TASK DIRECTIONS —
What follows is a listing to be transcribed exactly.
================
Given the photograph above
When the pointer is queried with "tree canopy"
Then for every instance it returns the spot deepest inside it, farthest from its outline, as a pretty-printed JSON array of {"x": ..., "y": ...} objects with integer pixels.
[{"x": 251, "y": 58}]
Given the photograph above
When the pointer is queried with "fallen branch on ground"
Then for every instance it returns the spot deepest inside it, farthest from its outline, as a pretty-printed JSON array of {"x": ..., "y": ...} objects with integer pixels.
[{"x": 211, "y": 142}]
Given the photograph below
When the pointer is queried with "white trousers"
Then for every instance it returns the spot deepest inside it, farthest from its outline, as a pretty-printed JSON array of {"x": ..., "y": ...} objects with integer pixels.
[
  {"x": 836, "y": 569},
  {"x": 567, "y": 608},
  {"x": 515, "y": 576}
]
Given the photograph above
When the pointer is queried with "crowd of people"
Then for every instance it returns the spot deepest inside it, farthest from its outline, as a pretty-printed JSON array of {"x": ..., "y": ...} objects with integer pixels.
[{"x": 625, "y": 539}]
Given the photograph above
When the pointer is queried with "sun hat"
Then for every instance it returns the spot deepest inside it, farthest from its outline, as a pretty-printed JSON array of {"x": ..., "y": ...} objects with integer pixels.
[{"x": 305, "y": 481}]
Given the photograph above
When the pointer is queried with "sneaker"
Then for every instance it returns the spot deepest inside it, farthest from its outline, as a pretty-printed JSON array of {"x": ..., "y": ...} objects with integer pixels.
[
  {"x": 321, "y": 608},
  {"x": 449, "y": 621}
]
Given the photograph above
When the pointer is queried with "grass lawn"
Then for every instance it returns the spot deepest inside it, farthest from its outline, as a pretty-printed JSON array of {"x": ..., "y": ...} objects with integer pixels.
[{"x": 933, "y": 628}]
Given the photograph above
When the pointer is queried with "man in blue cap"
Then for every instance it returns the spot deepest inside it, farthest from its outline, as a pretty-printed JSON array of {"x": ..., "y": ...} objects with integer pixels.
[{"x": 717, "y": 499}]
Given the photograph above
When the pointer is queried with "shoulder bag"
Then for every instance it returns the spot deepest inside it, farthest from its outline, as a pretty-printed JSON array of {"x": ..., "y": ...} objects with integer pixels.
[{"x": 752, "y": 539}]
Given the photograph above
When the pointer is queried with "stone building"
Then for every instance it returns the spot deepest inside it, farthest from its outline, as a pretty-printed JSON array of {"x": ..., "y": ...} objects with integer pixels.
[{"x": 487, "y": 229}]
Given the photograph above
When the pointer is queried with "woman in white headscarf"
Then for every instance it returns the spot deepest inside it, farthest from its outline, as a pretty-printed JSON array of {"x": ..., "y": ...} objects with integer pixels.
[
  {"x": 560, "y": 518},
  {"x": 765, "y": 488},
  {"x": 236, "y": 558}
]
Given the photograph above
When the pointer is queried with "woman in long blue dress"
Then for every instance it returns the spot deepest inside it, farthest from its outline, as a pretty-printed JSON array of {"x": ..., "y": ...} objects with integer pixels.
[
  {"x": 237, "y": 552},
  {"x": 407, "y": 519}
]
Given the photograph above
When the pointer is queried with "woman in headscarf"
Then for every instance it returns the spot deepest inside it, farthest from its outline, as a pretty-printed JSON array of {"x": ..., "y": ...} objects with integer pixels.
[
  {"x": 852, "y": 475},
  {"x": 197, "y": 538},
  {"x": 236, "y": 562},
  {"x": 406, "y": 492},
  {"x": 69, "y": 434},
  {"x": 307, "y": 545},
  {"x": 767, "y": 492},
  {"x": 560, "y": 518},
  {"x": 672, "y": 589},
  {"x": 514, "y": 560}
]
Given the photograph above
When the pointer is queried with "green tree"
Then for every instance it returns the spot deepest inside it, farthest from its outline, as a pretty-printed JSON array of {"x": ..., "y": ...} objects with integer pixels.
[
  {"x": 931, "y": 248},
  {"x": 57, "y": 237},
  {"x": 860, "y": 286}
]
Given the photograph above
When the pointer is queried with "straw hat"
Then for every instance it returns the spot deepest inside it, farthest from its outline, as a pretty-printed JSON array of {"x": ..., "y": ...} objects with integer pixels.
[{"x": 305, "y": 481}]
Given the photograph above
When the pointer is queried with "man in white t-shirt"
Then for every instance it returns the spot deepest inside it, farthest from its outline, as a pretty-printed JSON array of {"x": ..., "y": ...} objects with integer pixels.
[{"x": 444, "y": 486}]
================
EXERCISE RESULT —
Given the photograph above
When the pointer is queried with "tree canopy"
Then for every instance it returns the spot deepest inside it, farthest from its outline, as a pretty-printed JSON array of {"x": ..., "y": ...} objects with integer pixels.
[{"x": 251, "y": 58}]
Given the photograph above
When the pointer is queried with "fallen branch on ground"
Then for every instance it returns the spot deepest inside it, farthest from its outline, as a pretty-printed JSON array of {"x": ..., "y": ...} objects with integer pixels.
[{"x": 211, "y": 142}]
Given the photograph below
When the pointer is queried with "white trousers"
Then for every instance it returns the spot deepest inside it, farthest from its outline, as a pretty-printed JSON array of {"x": ..., "y": ...} objects with integer pixels.
[
  {"x": 836, "y": 569},
  {"x": 567, "y": 608},
  {"x": 515, "y": 576}
]
Given the photograph above
When the pointer is queried with "crowd of people"
Then for every instance it returns the spot deepest inside it, farthest from its outline, as a pretty-printed JSON array of {"x": ..., "y": ...} objects with integer pixels.
[{"x": 625, "y": 539}]
Given the photograph above
When the pointer is queried with "sun hat"
Then for every instance it returns the spot deepest inside it, farthest from its outline, as a pretty-printed JSON array of {"x": ..., "y": ...} objects with integer pixels.
[{"x": 305, "y": 481}]
Given the photograph above
When the pointer is queried with "sneaker"
Then for every instance it returns the spot deepest inside it, farthest from its outline, as a pretty-printed JSON array of {"x": ..., "y": ...} objects with integer pixels.
[
  {"x": 321, "y": 608},
  {"x": 449, "y": 621}
]
Given the photograph above
When the pointer is queried with "grass lawn"
Then for every instance it returns the spot deepest inside it, farthest from its outline, as a pretty-printed JSON array of {"x": ..., "y": ...} objects with integer pixels.
[{"x": 933, "y": 628}]
Given the photograph above
When the pointer is queried with "man in blue cap"
Then for every instance it returns the spot deepest inside it, farthest from its outline, as a pretty-printed JSON array of {"x": ..., "y": ...} objects with integer pixels.
[{"x": 717, "y": 499}]
Given the photograph above
When the pointer is queried with "shoulder bag"
Then for every instance it returns the spot deepest inside it, farthest from its outline, as a pretty-printed JSON array of {"x": ..., "y": ...} objects with integer pixels.
[{"x": 752, "y": 539}]
Given the photograph above
When the pointer is queried with "stone building"
Then for every instance it returns the spot deepest inside it, farthest from its outline, as a pretty-printed JSON array of {"x": ..., "y": ...} objects with integer pixels.
[{"x": 487, "y": 229}]
Given the photograph above
When the pointer is queried with "woman in white headscarf"
Then for every instance it returns the spot deepest inside it, farthest from its outline, as a pretty-printed JSON array of {"x": ..., "y": ...} objects with integer pixels.
[
  {"x": 560, "y": 518},
  {"x": 765, "y": 488},
  {"x": 236, "y": 558}
]
Given the photograph above
When the pointer is queried with "woman in long blue dress"
Then for every instance it returns the spot deepest inside it, farthest from its outline, as a pretty-printed JSON array of {"x": ..., "y": ...} objects with integer pixels.
[
  {"x": 237, "y": 552},
  {"x": 407, "y": 519}
]
Given the photograph above
When the pointer is queried with "woman in headscarf"
Then for every instance it returns the spot deepest inside it, farthest from its outline, as a pretty-printed JSON array of {"x": ..., "y": ...} objects with integer pixels.
[
  {"x": 852, "y": 475},
  {"x": 197, "y": 538},
  {"x": 236, "y": 562},
  {"x": 406, "y": 492},
  {"x": 69, "y": 434},
  {"x": 307, "y": 545},
  {"x": 767, "y": 492},
  {"x": 560, "y": 518},
  {"x": 672, "y": 589},
  {"x": 514, "y": 560}
]
Given the photograph above
When the pointer is queried with "green tree"
Then for every instance it returns the spot deepest inside it, farthest from its outline, as a pretty-printed JSON array of {"x": ..., "y": ...} objects with integer pixels.
[
  {"x": 931, "y": 248},
  {"x": 57, "y": 237},
  {"x": 860, "y": 286}
]
Given the photograph above
When the pointer is queried with "straw hat"
Then for every instance it returns the spot deepest inside it, farthest from its outline, as a pretty-printed JSON array of {"x": ..., "y": ...} objects with integer pixels.
[{"x": 305, "y": 481}]
Given the photograph above
When the pointer is queried with "man in white t-shirt"
Then for every instance it returns the spot deepest inside it, farthest from its outline, as a pretty-printed JSON array of {"x": ..., "y": ...} objects with integer pixels.
[{"x": 444, "y": 486}]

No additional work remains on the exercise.